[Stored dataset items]
= = = = = = =

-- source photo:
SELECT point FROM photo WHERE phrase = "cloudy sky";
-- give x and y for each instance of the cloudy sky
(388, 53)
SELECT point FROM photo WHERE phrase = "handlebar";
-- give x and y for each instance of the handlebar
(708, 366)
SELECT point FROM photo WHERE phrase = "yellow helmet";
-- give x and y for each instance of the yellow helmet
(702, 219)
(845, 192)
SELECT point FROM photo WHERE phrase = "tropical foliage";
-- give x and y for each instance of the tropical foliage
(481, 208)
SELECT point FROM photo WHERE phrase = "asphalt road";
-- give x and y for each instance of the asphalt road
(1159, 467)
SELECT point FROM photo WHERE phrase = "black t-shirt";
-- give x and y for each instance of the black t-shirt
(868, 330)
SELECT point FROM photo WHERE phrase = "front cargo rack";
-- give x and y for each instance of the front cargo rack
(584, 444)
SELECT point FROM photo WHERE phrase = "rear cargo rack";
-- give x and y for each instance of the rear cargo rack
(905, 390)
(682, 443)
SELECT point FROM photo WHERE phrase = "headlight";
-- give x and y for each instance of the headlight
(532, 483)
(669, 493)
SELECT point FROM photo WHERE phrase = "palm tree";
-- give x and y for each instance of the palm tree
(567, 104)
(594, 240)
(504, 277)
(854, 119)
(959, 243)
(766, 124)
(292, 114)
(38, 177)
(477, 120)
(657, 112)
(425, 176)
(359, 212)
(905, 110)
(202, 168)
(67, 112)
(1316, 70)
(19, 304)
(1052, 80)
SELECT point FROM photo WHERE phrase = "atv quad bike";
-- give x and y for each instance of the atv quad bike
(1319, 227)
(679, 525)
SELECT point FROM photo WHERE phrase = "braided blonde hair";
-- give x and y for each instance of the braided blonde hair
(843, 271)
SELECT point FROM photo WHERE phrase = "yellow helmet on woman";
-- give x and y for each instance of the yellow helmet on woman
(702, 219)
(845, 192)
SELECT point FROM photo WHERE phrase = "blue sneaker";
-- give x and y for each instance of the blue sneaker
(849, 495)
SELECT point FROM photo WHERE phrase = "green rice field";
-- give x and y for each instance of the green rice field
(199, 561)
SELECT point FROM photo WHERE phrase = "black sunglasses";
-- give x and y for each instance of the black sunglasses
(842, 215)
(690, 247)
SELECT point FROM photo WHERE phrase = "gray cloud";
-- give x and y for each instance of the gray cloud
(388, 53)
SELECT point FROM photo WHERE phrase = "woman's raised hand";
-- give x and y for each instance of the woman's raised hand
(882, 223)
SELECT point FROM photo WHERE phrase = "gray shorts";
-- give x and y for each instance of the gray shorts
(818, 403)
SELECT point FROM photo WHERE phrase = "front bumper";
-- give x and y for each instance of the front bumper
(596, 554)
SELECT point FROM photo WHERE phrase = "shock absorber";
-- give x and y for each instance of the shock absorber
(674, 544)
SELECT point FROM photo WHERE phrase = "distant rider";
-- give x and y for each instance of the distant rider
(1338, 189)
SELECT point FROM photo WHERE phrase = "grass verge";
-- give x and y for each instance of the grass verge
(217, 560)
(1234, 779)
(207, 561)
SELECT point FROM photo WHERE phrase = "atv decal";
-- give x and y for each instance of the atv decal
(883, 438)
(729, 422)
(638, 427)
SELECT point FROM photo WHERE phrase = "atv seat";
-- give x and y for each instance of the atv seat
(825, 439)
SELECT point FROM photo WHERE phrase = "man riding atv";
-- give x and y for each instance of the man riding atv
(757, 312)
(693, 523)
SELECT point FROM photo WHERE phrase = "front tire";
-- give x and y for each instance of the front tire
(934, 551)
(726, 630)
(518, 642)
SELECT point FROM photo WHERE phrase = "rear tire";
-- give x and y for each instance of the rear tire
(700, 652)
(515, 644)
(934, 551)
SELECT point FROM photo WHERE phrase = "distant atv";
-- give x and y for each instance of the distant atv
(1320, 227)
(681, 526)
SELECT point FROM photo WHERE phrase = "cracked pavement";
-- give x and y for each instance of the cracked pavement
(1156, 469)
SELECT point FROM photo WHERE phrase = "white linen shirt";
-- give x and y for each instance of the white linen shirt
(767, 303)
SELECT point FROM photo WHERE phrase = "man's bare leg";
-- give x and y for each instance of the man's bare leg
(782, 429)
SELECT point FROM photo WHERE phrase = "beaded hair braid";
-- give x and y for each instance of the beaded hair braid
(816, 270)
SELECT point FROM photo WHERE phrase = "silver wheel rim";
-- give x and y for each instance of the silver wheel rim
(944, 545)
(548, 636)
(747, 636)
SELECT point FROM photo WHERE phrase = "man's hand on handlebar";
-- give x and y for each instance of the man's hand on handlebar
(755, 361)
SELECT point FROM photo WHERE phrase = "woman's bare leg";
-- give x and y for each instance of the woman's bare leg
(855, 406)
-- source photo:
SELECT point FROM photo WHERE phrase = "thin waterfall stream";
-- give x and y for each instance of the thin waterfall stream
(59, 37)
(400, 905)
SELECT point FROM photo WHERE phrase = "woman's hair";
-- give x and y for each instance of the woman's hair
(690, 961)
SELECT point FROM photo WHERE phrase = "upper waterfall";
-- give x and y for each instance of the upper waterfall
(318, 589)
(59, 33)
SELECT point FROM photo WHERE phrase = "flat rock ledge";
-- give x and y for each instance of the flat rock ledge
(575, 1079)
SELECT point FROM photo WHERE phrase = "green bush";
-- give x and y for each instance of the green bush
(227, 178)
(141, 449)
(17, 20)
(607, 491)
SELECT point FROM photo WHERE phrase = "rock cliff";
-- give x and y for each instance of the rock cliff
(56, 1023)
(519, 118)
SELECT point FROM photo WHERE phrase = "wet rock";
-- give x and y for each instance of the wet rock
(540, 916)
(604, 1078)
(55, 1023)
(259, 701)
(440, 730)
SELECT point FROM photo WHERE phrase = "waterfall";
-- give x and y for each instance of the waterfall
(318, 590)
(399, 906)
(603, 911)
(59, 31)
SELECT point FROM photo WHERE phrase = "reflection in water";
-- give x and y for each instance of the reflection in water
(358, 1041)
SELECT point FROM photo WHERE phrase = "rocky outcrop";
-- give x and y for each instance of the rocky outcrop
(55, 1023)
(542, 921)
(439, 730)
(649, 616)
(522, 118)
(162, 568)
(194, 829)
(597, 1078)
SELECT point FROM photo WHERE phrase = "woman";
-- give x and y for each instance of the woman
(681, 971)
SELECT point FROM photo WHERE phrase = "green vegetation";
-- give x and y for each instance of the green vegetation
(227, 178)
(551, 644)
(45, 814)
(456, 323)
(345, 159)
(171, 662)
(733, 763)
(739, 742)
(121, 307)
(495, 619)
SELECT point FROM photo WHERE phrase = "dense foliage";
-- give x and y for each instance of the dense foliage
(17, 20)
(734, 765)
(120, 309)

= = = = = = =

> **Directions**
The records shown above must be returned in full, exactly as written.

> **Problem solution**
-- source photo:
SELECT point FROM photo WHERE phrase = "cloudy sky";
-- give x and y for each instance of the cloudy sky
(388, 53)
SELECT point FROM photo WHERE phrase = "handlebar";
-- give x and y for each instance of the handlebar
(708, 366)
SELECT point FROM photo WHERE phrase = "yellow helmet";
-- give x and y for each instance of the yellow helmet
(702, 219)
(845, 192)
SELECT point FROM photo WHERE phrase = "tropical foliage";
-- give x and y for each instance of the tropical foliage
(481, 208)
SELECT point FROM photo WHERE phrase = "asphalt road";
-- give x and y for each instance of the asphalt road
(1159, 467)
SELECT point FROM photo WHERE phrase = "black t-shirt";
-- give x and y for each instance of the black t-shirt
(868, 330)
SELECT point FROM photo WHERE phrase = "front cargo rack";
-- give x and y for each instance of the front cargo rack
(584, 444)
SELECT point FROM photo WHERE phrase = "rear cargo rack";
-- give x and y for each instance of the rear cargo rack
(905, 390)
(682, 443)
SELECT point FROM photo WHERE phrase = "headlight";
-- give x and y for each instance of the headlight
(532, 483)
(669, 493)
SELECT point FROM photo WHERE phrase = "palm tree";
-- give x and y for each instance of the palm tree
(567, 104)
(594, 240)
(504, 277)
(854, 119)
(959, 243)
(766, 124)
(292, 114)
(38, 177)
(477, 120)
(657, 112)
(425, 176)
(359, 212)
(905, 110)
(202, 168)
(67, 112)
(1316, 70)
(19, 304)
(1052, 80)
SELECT point FROM photo WHERE phrase = "atv quad bike";
-- give x and y for each instance of the atv quad bike
(1319, 227)
(679, 525)
SELECT point FROM photo WHERE phrase = "braided blonde hair";
-- give x and y for each instance of the braided blonde hair
(843, 271)
SELECT point FROM photo WHERE phrase = "yellow helmet on woman";
-- give x and y for each instance of the yellow helmet on woman
(702, 219)
(845, 192)
SELECT point FROM photo WHERE phrase = "blue sneaker";
-- give x and y for each instance of the blue sneaker
(849, 495)
SELECT point FROM photo WHERE phrase = "green rice field";
-- give x and y for each instance of the green rice field
(199, 561)
SELECT point FROM photo WHERE phrase = "black sunglasses";
-- give x and y for each instance of the black sunglasses
(842, 215)
(690, 247)
SELECT point FROM photo WHERE phrase = "gray cloud";
-- give x and y for each instance of the gray cloud
(388, 53)
SELECT point FROM photo WHERE phrase = "woman's raised hand";
-- give x and y for each instance of the woman's raised hand
(882, 223)
SELECT point FROM photo WHERE phrase = "gray shorts";
-- give x and y for each instance of the gray shorts
(818, 403)
SELECT point FROM photo WHERE phrase = "front bumper";
-- give x and y for each instance of the front bumper
(596, 554)
SELECT point FROM photo WHERE phrase = "shock absorber";
-- give x and y for each instance of the shock absorber
(674, 544)
SELECT point FROM photo WHERE phrase = "distant rider";
-- give x and y for each instance of the distant rider
(1338, 189)
SELECT point FROM photo WHERE phrase = "grass verge";
-- give x and y for each instance of the grass verge
(217, 560)
(1234, 779)
(207, 561)
SELECT point FROM photo WHERE phrase = "atv decal";
-- give x and y for each instance of the atv decal
(883, 438)
(729, 422)
(638, 427)
SELECT point FROM photo WHERE phrase = "atv seat";
-- give x and y for each instance of the atv seat
(825, 439)
SELECT point FROM photo WHERE phrase = "man riding atv";
-- give x and y for each instance of the man riding atv
(757, 312)
(693, 523)
SELECT point FROM photo WHERE phrase = "front tire";
-- give x and y for each instance of the front tire
(934, 551)
(726, 630)
(518, 642)
SELECT point FROM photo WHERE phrase = "rear tire";
-- give x and y for each instance of the rear tire
(700, 652)
(515, 644)
(934, 551)
SELECT point FROM photo WHERE phrase = "distant atv";
-- give x and y for each instance of the distant atv
(1320, 227)
(681, 526)
SELECT point FROM photo WHERE phrase = "cracked pavement";
-- give x and y for each instance of the cracked pavement
(1156, 469)
SELECT point FROM photo WHERE phrase = "white linen shirt";
-- give x and y for each instance of the white linen shirt
(767, 303)
SELECT point FROM photo WHERE phrase = "man's bare leg";
-- give x and y for each instance of the man's bare leg
(782, 429)
SELECT point FROM photo WHERE phrase = "beaded hair braid";
-- give x and y for each instance of the beaded hair braid
(816, 270)
SELECT point FROM photo WHERE phrase = "silver wheel rim";
-- give x and y for each instance of the silver wheel rim
(944, 545)
(548, 636)
(747, 636)
SELECT point FROM photo WHERE phrase = "man's hand on handlebar";
-- give x and y for each instance of the man's hand on handlebar
(755, 361)
SELECT point FROM photo WHERE phrase = "woman's bare leg";
-- give x and y for each instance of the woman's bare leg
(855, 406)
-- source photo:
SELECT point FROM photo WHERE phrase = "thin waterfall stream";
-- give x and y for each instance of the thin waterfall stream
(59, 37)
(400, 905)
SELECT point FROM photo WHERE phrase = "woman's hair";
-- give x and y for each instance of the woman's hair
(690, 961)
SELECT point FROM photo WHERE phrase = "upper waterfall";
-- give x and y for each instance of the upper waterfall
(318, 589)
(59, 33)
SELECT point FROM photo WHERE phrase = "flat rock ledge";
-- give x and y for each instance of the flat rock ledge
(575, 1079)
SELECT point FROM photo WHERE phrase = "green bush";
-- give x and y for each instance of the green bush
(227, 178)
(141, 449)
(17, 20)
(607, 491)
SELECT point FROM photo WHERE phrase = "rock cliff";
-- give x and y for each instance of the rock cliff
(56, 1023)
(519, 118)
SELECT point FROM photo WHERE phrase = "wet rock";
-- give x and y for each instance of the wet rock
(540, 916)
(604, 1078)
(55, 1023)
(259, 701)
(440, 730)
SELECT point FROM photo WHERE phrase = "waterfall";
-- give x and y for each instance of the waterfall
(318, 590)
(399, 906)
(603, 911)
(59, 31)
SELECT point FROM photo WHERE phrase = "reflection in water";
-- give x and y for each instance of the reflection in water
(358, 1041)
SELECT point FROM photo WHERE phrase = "rocky outcrop";
-- give x and y for each instance of the rocky outcrop
(55, 1023)
(542, 921)
(439, 730)
(649, 616)
(522, 118)
(162, 568)
(194, 829)
(597, 1078)
SELECT point FROM photo WHERE phrase = "woman";
-- give x and y for each instance of the woman
(681, 971)
SELECT point FROM photo WHERE phrase = "green vegetation";
-- give x and y for each instance of the green vegetation
(227, 178)
(551, 644)
(45, 814)
(456, 323)
(345, 159)
(171, 662)
(733, 763)
(739, 742)
(121, 307)
(495, 619)
SELECT point FROM photo WHERE phrase = "dense foliage";
-- give x and y for each instance of the dense foliage
(17, 20)
(734, 765)
(120, 309)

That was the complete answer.